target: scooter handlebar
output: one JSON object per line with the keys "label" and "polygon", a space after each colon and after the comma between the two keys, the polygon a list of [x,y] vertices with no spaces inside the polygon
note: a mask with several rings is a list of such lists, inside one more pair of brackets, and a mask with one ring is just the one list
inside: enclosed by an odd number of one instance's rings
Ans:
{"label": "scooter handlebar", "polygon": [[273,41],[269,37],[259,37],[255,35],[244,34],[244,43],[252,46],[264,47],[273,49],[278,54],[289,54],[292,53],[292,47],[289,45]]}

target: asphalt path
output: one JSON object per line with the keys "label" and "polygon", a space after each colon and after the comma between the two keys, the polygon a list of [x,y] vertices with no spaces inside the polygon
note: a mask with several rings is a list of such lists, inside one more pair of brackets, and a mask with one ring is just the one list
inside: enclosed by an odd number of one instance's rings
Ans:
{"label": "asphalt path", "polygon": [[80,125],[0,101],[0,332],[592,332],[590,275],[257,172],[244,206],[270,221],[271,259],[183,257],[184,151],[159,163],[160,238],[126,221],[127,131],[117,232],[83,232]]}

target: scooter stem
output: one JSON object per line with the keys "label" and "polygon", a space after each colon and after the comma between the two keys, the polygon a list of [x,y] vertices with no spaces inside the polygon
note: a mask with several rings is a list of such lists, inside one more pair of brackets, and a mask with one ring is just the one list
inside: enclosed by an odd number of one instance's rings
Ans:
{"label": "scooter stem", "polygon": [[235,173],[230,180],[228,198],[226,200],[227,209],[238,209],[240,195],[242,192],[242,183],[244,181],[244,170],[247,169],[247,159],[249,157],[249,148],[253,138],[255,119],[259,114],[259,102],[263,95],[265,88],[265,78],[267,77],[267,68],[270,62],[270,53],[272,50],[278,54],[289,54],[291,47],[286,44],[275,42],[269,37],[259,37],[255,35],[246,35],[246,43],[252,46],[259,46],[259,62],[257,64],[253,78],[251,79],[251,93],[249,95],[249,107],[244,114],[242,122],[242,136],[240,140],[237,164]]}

» Task goal: Return the rows unchanged, starting at the line that contains "target: scooter stem" and stopping after the final line of the rows.

» Output below:
target: scooter stem
output: one JSON object per line with the keys "label" and "polygon", a space after each colon and after the comma between the two keys, the polygon a list of [x,y] vertices with no spaces inside the polygon
note: a mask with several rings is a list of such lists, inside one more pair of brackets, and a mask with one ring is just the one list
inside: enclosed by an odd number of one instance's rings
Ans:
{"label": "scooter stem", "polygon": [[235,173],[230,180],[228,198],[226,200],[227,209],[238,209],[240,195],[242,192],[242,183],[244,181],[244,170],[247,169],[247,159],[249,157],[249,148],[253,138],[255,119],[259,114],[259,102],[263,95],[265,88],[265,78],[267,77],[267,68],[270,62],[270,53],[272,50],[278,54],[289,54],[291,47],[286,44],[275,42],[269,37],[259,37],[255,35],[246,35],[246,43],[252,46],[259,46],[259,62],[257,64],[253,78],[251,79],[251,93],[249,95],[249,107],[244,114],[242,122],[242,136],[240,140],[237,164]]}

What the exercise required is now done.